# ABOUT THIS EXERCISE
Return the whole listing exactly as it stands.

# DATA UNDER STUDY
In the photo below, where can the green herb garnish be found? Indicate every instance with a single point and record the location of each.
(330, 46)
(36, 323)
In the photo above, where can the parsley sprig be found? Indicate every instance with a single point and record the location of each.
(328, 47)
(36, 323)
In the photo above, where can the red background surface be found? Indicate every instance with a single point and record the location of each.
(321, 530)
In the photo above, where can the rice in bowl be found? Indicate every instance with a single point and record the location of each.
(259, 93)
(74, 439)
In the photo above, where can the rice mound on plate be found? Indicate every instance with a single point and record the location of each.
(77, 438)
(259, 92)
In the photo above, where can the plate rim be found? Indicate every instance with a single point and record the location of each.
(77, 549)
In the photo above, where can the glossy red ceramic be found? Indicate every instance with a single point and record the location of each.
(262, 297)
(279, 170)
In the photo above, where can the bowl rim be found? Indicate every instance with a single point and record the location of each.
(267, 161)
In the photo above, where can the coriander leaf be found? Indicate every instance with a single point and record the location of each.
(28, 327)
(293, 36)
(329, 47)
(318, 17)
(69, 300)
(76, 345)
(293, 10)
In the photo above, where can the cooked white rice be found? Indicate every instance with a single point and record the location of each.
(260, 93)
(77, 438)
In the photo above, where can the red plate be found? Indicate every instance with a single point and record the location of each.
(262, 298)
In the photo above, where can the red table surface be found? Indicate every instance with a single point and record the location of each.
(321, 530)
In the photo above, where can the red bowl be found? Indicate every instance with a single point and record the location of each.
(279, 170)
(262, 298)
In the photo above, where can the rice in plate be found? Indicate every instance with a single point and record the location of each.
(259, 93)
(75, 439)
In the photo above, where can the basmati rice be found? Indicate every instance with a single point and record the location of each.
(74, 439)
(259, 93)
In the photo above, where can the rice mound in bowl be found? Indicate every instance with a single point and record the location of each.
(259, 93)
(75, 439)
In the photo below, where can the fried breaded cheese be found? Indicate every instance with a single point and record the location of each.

# WRITTEN RESPONSE
In the photo below, where can the green herb garnish be found? Indicate every instance with a single point and record the location of each.
(330, 46)
(36, 323)
In the photo above, where can the parsley sprig be found? Indicate every instance with a single point and record the location of each.
(328, 47)
(36, 323)
In the photo above, where can the red background surface be found? Indicate every instance with a single point and record the location of each.
(321, 530)
In the photo above, where can the rice in bowl be found? Indicate every instance with a single point and record the location of each.
(259, 93)
(74, 439)
In the photo above, where can the rice mound on plate be found? Indicate every instance with a single point and record the location of each.
(77, 438)
(259, 92)
In the photo above, where can the plate rim be found? Indicate every instance with a single point and record the location of each.
(77, 549)
In the photo above, where can the glossy red ceramic be found? Indicate every instance with a single point and record the location of each.
(262, 297)
(279, 170)
In the photo above, where can the bowl rim be found? Indicate every instance with a single point and record the location of each.
(267, 161)
In the photo above, where can the coriander leaf be found? Indicate every instance with a single point and record the location of each.
(28, 327)
(293, 36)
(329, 47)
(318, 17)
(69, 300)
(76, 345)
(293, 10)
In the photo above, where can the cooked white rice be found? Indicate every instance with a single point and record the location of each.
(260, 93)
(77, 438)
In the photo above, where can the red plate be found? Indicate every instance with a single point and record the location of each.
(262, 298)
In the photo above, where can the red table surface be found? Indicate every instance with a single point and record the location of each.
(321, 530)
In the photo above, where can the red bowl be found? Indicate every instance with a single point and record the location of each.
(279, 170)
(262, 298)
In the photo above, where can the rice in plate be found? Indicate every instance with a single point and record the location of each.
(259, 93)
(75, 439)
In the photo above, where can the basmati rice be found? Indicate every instance with a single point and record the location of each.
(74, 439)
(259, 93)
In the photo above, where can the rice mound in bowl be found? Indicate every instance with a single point and record the location of each.
(259, 93)
(75, 439)
In the photo below, where can the fried breaded cheese be found? Indicate every instance with a single point and record the location of each.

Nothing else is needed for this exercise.